DOCUMENT TEXT —
* * * *

Flight attendants walk down the street near Sapporo Okadama Airport in Japan. Miki Yoshihito / Flickr


More than 25 per cent of flight attendants responding to a survey reported in-flight sexual harassment in the past year.

The Equal Opportunities Commission, which is based in Hong Kong, carried out a study in which 27 per cent of those who took part said they had been harassed on duty in the past year.

About 47 per cent said they had either witnessed or heard about their colleagues being sexually harassed during a flight.

Most of the cases cited concerned physical contact such as “patting, touching, kissing or pinching”, while others included “non-verbal sex cues” such as “staring in a sexual way”.

Further incidents that were reported involved “sexual jokes and requests for sexual favours” and showing “obscene or pornographic materials”.

According to those who responded, passengers were more likely to harass cabin crew than fellow staff, with 59 per cent of incidents involving airline customers and 41 per cent involving other crew members.

Complaints were only lodged for half of the incidents reported.

The survey was sent out to 9,000 flight attendants through the Hong Kong Flight Attendants Alliance (HKFAA), which includes members from unions representing the staff of Cathay Pacific Airways, Dragonair, British Airways and United Airlines. Of those, 392 questionnaires were completed, 86 per cent of which were from female respondents.

Mariana Law of the Equal Opportunities Commission explained the low response rate to CNN . “Most HKFAA flight attendants are not based in Hong Kong, so it may be difficult for them to respond,” she said. “Another reason is that some people may consider sexual harassment an embarrassing or difficult subject and they may not feel comfortable disclosing this information to others.”

Last year, a survey suggested that the job of flight attendant was the worst job in travel, coming in a lowly 191st place out of 200 careers surveyed.

* * * *

DATA SHOWN —
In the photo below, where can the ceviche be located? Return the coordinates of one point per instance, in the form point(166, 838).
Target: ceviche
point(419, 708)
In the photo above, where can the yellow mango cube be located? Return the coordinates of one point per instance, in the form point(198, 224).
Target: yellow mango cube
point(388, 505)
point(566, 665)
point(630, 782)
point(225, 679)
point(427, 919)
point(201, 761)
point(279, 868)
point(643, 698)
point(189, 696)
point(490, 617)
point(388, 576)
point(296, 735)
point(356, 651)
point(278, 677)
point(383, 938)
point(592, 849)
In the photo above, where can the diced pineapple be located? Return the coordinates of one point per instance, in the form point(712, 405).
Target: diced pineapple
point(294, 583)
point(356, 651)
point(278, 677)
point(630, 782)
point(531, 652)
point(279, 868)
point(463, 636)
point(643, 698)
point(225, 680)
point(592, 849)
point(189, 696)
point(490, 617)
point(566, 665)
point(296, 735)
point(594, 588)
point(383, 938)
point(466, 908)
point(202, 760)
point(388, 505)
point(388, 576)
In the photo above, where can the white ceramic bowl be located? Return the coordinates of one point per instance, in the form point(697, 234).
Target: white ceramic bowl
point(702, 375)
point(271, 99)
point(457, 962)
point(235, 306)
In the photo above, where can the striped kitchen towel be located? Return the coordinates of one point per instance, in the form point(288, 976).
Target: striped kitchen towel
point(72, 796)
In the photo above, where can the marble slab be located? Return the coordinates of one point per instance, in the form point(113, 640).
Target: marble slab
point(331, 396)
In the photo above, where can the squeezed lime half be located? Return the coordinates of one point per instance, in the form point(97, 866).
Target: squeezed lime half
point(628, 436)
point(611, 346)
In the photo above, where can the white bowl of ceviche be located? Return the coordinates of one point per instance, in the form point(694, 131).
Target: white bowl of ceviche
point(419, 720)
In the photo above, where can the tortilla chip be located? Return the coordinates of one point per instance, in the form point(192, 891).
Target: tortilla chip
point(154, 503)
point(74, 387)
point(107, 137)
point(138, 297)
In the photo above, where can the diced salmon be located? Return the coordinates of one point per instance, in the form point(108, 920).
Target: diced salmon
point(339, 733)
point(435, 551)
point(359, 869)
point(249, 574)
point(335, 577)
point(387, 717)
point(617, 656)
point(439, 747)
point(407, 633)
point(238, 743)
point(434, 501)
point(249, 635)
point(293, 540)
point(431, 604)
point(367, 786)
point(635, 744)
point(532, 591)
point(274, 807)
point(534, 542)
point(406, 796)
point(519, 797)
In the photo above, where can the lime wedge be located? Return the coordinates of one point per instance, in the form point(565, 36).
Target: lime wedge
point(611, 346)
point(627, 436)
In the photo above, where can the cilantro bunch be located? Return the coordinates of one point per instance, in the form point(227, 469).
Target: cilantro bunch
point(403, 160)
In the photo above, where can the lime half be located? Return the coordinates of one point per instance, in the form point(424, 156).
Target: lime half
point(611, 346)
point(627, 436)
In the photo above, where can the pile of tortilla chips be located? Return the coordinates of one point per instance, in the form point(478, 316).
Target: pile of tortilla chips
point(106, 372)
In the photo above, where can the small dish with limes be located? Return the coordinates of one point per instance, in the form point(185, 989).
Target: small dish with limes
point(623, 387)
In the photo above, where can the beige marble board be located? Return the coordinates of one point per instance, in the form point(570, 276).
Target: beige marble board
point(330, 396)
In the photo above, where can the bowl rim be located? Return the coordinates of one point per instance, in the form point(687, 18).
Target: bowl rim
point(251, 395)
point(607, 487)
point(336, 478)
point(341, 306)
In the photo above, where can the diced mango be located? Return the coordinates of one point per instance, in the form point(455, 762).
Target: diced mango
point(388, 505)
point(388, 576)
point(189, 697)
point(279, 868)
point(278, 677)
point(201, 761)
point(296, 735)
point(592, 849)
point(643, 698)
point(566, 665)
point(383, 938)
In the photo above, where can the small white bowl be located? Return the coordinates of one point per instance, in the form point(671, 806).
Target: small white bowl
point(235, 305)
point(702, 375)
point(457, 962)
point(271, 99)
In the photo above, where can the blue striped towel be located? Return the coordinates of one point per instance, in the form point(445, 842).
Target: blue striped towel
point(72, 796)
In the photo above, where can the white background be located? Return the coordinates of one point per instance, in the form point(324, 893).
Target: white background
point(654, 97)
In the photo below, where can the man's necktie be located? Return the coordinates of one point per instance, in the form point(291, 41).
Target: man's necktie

* * * *

YOUR TASKS —
**1.** In the article on flight attendant harassment, do these statements agree with the text? Answer yes or no for each, quoting the deciding words.
(a) The Hong Kong Flight Attendants Alliance carried out the study.
(b) Complaints were lodged for every incident reported.
(c) Female respondents completed 86 per cent of the returned questionnaires.
**2.** Answer these questions from the article on flight attendant harassment:
(a) How many flight attendants was the survey sent to?
(b) What percentage of incidents involved airline customers?
(c) In last year's survey of 200 careers, what place did flight attendant come in?
**3.** Could you write out the stretch of the article on flight attendant harassment from "Most of the" through "other crew members.", replacing "passengers" with "travelers"?

ANSWERS TO THE PROBLEMS —
**1.**
(a) No: "The Equal Opportunities Commission, which is based in Hong Kong, carried out a study"
(b) No: "Complaints were only lodged for half of the incidents reported."
(c) Yes: "Of those, 392 questionnaires were completed, 86 per cent of which were from female respondents."

**2.**
(a) 9,000
(b) 59 per cent
(c) 191st

**3.**
Most of the cases cited concerned physical contact such as “patting, touching, kissing or pinching”, while others included “non-verbal sex cues” such as “staring in a sexual way”.

Further incidents that were reported involved “sexual jokes and requests for sexual favours” and showing “obscene or pornographic materials”.

According to those who responded, travelers were more likely to harass cabin crew than fellow staff, with 59 per cent of incidents involving airline customers and 41 per cent involving other crew members.